EXTRAIT DU TEXTE:
'''

Les tout-petits et leurs peurs. Rencontre avec Jeanne Ashbé

peurLa thématique de la peur est omniprésente dans la littérature de jeunesse, cependant, il existe peu d’analyses ou même de témoignages de récits faisant écho des peurs des tout-petits. Pourtant, certains auteurs d’albums pour bébés ont fait des peurs une thématique au centre de leur œuvre. C’est le cas de Jeanne Asbhé, auteure-illustratrice belge d’une cinquantaine d’ouvrages dont une grande partie à destination des tout-petits.  Nous avons choisi de retranscrire dans cet article la conversation que nous avons eue avec elle

 

Les tout-petits et leur petits

Lorsqu’on lit des livres aux enfants, on connaît bien ce rapport « amour-haine » qu’ils entretiennent avec les livres qui font peur, et cela très petits déjà. J’ai le souvenir de mon petit-fils, il devait avoir deux ans et demi, qui s’est écrié devant la version géante de l’album Les trois brigands de Tomi Ungerer : « Peur ! peur ! ». Pour ensuite se tourner vers moi et ajouter : « Lire ! lire !».

Contrairement à ce que l’on pense, les livres ne créent pas les peurs chez les enfants, ils les mettent en scène et leur donnent un visage. Les livres permettent la personnification des angoisses à travers des animaux, des images ou même des couleurs qui font peur. Les couleurs constitutent un langage très important pour les tout-petits. Le noir, par exemple, est une personnification de l’angoisse à lui seul.

Chez les tout-petits, comme chez tout être humain, les peurs sont là mais souvent, elles ne sont pas identifiées comme telles par les adultes puisque les tout-petits n’ont pas les mots pour en parler. Nul ne peut échapper à cette confrontation, liée intimement à notre condition d’être humain : oui, la vie peut s’arrêter, oui, l’amour peut s’arrêter… Un enfant en prend très tôt conscience. Il ne nous le fera savoir qu’à partir de ses premières productions syntaxiques, ses premières « phrases » de deux mots qui lui permettent d’exprimer l’absence : « papa pati », « a pu »,… On a, à ce moment-là, la certitude que le petit a accès à la conscience de la disparition. Et si l’on y songe, ces premières phrases apparaissent le plus souvent aux alentours de 18 mois/2 ans, l’âge des premiers vrais cauchemars… Cette conscience de la disparition, que les psycholinguistes appellent l’angoisse de la discontinuité, est pourtant une angoisse fondatrice et importante.

'''

DONNÉES PRÉSENTÉES:
'''

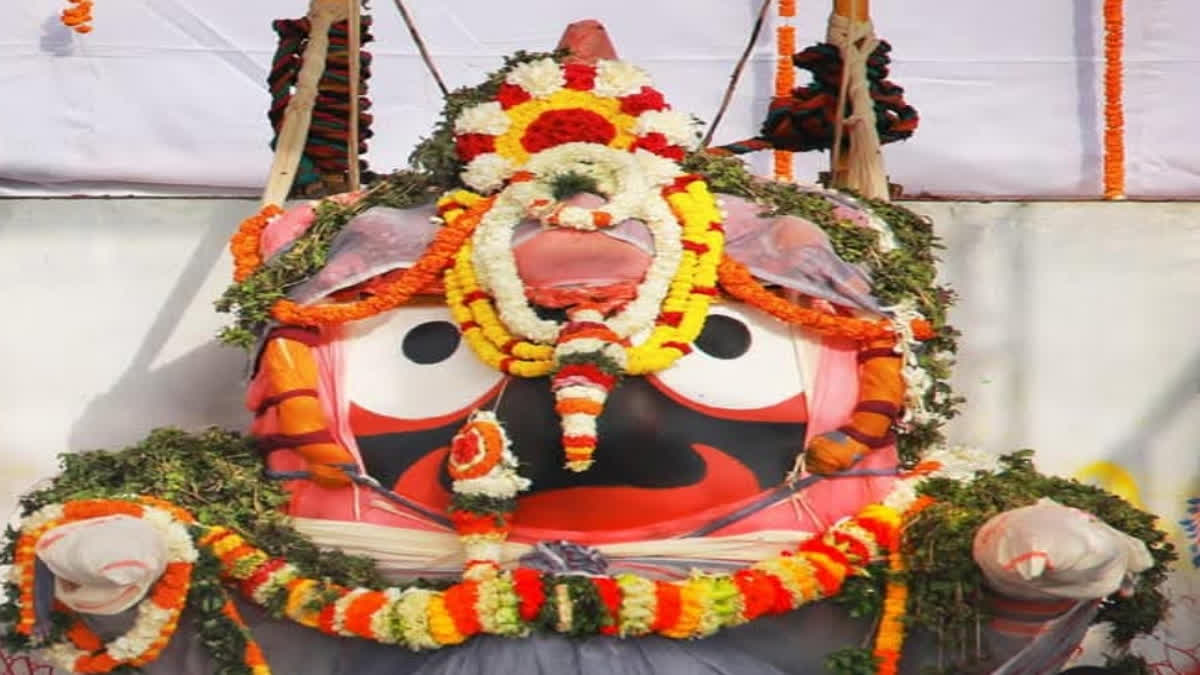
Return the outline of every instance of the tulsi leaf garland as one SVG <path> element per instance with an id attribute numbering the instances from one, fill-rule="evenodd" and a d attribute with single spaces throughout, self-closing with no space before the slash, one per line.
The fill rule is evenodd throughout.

'''

Dans l'extrait sur les peurs des tout-petits, comment les psycholinguistes appellent-ils la conscience de la disparition ?

CORRIGÉ:
L'angoisse de la discontinuité.